### Exercise requirements
Could you arrange the rows below as a Markdown table with the columns n and Line, numbering each line, skipping blank lines and leaving the pictures out?

Collection entries

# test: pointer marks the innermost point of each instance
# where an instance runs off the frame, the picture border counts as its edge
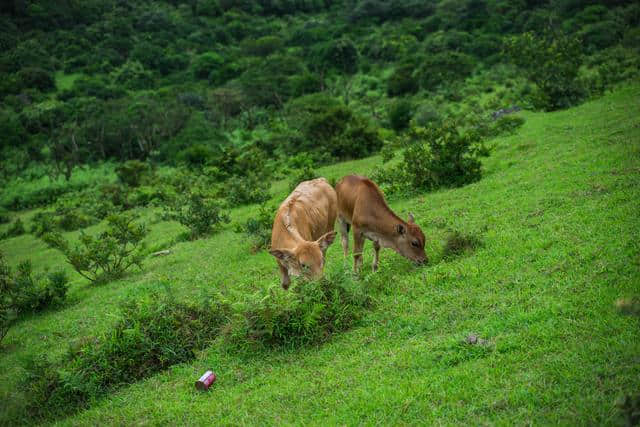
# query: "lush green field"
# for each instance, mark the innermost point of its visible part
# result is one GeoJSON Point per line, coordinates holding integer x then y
{"type": "Point", "coordinates": [557, 214]}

### Right answer
| n | Line |
|---|---|
| 1 | # test: pointer marks the innermost point of each instance |
| 2 | # where an instance runs off the frame, the picture border counts as its edge |
| 3 | # query: "lush green field" |
| 4 | # for each instance, mark the innermost point of its visible part |
| 5 | # result is one GeoJSON Point per line, coordinates holding integer x then y |
| 6 | {"type": "Point", "coordinates": [557, 214]} |